**Task requirements:** Select and copy each line of the listing below that contains the word "roofer".

[Entries from a dataset]
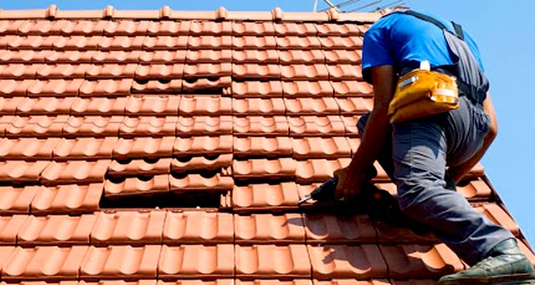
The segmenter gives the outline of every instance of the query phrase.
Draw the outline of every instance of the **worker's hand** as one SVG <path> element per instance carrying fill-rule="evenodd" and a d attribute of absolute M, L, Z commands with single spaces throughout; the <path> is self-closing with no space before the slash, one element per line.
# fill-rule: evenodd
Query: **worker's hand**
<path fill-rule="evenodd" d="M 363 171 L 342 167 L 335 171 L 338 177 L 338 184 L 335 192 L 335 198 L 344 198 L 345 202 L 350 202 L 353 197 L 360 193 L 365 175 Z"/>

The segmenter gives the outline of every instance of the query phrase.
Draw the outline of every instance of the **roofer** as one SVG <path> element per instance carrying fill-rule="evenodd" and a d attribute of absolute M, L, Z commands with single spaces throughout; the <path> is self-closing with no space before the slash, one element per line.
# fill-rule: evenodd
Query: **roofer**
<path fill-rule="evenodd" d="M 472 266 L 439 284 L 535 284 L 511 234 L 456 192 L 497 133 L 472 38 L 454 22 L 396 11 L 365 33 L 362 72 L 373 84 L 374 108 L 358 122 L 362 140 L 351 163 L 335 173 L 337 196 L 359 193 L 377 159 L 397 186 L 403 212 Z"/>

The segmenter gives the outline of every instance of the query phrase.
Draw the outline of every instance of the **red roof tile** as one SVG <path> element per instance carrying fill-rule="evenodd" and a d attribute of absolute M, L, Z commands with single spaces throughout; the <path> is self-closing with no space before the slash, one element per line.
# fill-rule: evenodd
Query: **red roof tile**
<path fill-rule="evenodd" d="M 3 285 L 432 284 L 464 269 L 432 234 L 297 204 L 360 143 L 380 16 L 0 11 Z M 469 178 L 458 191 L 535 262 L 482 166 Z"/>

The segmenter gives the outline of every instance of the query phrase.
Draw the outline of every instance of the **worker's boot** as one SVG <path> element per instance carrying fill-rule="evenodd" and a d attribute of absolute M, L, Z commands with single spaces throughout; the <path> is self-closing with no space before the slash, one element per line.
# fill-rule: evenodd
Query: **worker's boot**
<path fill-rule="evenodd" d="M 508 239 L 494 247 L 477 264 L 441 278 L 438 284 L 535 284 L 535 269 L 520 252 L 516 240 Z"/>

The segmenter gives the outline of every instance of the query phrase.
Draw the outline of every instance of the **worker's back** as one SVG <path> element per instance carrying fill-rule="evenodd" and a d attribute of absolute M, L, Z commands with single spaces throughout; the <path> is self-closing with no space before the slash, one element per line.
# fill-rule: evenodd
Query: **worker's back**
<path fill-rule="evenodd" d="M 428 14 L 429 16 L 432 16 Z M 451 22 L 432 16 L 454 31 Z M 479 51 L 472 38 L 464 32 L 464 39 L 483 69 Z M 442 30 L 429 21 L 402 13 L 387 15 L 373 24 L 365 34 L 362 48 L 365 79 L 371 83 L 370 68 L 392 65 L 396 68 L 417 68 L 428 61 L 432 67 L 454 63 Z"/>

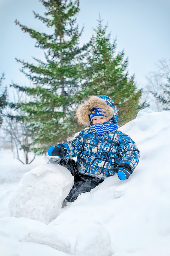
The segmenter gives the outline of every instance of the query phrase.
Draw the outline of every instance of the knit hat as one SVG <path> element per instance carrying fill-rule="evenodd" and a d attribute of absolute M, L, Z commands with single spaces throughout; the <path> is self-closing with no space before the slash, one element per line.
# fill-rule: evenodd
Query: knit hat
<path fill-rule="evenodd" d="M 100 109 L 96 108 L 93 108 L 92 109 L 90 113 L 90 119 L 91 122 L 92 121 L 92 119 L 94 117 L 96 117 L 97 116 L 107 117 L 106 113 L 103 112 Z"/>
---
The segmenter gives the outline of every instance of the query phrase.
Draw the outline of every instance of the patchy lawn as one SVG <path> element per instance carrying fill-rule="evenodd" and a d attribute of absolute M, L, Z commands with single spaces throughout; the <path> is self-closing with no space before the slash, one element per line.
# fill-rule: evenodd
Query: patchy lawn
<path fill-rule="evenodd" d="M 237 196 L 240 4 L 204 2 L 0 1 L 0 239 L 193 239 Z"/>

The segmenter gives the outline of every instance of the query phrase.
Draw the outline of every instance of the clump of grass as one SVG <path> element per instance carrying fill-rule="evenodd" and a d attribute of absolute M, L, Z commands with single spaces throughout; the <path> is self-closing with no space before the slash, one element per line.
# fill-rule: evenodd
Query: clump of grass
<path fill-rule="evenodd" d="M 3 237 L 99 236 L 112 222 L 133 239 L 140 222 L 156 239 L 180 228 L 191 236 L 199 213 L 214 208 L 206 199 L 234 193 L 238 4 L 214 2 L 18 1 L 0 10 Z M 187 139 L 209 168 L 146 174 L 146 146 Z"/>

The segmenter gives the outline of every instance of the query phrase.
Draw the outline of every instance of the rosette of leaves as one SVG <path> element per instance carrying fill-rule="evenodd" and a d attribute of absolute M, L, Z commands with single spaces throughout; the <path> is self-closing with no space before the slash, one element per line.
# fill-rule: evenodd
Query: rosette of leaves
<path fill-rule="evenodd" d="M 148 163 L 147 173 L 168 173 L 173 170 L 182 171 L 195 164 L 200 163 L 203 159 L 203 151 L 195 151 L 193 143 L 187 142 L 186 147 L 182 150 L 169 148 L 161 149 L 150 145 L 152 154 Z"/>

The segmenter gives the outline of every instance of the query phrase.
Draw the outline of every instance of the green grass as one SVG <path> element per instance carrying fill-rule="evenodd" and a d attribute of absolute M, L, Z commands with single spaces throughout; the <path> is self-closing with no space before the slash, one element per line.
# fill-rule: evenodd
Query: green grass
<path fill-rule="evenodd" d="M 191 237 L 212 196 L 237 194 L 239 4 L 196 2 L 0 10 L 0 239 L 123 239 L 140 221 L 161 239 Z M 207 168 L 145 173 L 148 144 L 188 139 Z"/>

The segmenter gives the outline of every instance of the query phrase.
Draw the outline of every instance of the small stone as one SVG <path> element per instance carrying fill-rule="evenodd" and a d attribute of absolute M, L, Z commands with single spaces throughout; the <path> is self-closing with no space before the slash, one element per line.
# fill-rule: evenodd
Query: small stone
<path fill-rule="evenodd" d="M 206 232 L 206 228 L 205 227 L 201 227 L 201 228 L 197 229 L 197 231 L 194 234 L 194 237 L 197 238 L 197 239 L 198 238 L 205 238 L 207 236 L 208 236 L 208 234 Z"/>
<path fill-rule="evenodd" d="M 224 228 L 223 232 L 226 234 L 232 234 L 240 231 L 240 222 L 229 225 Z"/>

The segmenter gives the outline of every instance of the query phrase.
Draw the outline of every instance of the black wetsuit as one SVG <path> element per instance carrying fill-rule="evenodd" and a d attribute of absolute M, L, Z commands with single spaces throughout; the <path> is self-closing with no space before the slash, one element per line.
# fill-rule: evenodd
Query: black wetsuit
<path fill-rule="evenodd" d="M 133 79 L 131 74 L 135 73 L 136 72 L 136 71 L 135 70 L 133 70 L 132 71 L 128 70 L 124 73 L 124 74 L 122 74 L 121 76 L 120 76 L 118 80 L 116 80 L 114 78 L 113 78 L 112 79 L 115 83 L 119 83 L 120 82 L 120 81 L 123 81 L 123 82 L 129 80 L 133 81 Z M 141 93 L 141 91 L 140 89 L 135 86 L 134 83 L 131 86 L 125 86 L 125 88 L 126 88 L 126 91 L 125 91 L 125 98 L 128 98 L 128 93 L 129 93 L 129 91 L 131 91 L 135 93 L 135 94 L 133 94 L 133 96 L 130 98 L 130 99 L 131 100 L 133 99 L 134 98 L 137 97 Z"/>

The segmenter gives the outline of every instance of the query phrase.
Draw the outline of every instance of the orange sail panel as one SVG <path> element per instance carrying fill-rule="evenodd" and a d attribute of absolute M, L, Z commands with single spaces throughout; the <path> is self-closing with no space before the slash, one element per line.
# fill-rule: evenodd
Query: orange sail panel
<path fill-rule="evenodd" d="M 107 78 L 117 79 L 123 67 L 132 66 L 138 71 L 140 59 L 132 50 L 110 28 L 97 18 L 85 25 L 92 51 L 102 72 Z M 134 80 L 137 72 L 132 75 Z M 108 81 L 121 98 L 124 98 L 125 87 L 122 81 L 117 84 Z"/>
==
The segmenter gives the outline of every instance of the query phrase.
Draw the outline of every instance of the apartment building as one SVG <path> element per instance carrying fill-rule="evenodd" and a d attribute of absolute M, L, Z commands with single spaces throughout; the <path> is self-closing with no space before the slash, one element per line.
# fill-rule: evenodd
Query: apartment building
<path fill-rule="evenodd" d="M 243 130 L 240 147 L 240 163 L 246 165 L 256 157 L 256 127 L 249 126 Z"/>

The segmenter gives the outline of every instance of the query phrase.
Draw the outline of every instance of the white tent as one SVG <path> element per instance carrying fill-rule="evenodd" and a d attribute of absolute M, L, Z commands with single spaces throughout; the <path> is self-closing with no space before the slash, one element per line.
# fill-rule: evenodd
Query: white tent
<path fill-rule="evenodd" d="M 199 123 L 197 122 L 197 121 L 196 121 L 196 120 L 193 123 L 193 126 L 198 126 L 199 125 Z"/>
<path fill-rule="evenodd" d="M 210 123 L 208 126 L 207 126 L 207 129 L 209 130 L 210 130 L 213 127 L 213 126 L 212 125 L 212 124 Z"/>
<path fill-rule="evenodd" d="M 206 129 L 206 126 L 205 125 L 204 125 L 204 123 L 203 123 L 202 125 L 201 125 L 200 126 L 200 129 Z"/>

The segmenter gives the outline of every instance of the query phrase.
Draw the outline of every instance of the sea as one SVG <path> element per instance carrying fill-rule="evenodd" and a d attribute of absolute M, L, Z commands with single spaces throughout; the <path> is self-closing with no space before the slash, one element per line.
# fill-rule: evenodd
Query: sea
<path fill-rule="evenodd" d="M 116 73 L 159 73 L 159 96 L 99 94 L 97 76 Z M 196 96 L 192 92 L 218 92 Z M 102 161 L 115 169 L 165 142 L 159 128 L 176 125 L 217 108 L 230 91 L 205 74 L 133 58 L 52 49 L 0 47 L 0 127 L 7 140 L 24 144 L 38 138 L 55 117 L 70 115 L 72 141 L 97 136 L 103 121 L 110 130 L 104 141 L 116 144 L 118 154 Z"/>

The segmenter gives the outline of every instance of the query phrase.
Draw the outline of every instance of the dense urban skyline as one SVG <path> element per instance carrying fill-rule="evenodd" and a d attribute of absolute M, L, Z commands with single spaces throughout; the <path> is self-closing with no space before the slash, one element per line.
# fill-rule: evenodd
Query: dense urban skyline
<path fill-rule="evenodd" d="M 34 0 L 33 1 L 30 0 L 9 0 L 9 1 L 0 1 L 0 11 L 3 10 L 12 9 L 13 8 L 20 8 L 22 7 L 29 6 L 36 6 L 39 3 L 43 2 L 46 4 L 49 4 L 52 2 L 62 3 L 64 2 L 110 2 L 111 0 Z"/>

**Task solution:**
Draw the outline of every instance of the **roofer** as one SVG <path> element per instance carrying fill-rule="evenodd" and a d attribute of absolute M, L, Z commands with single spaces throughout; the <path> is self-closing with no space before the slash, one element per line.
Query: **roofer**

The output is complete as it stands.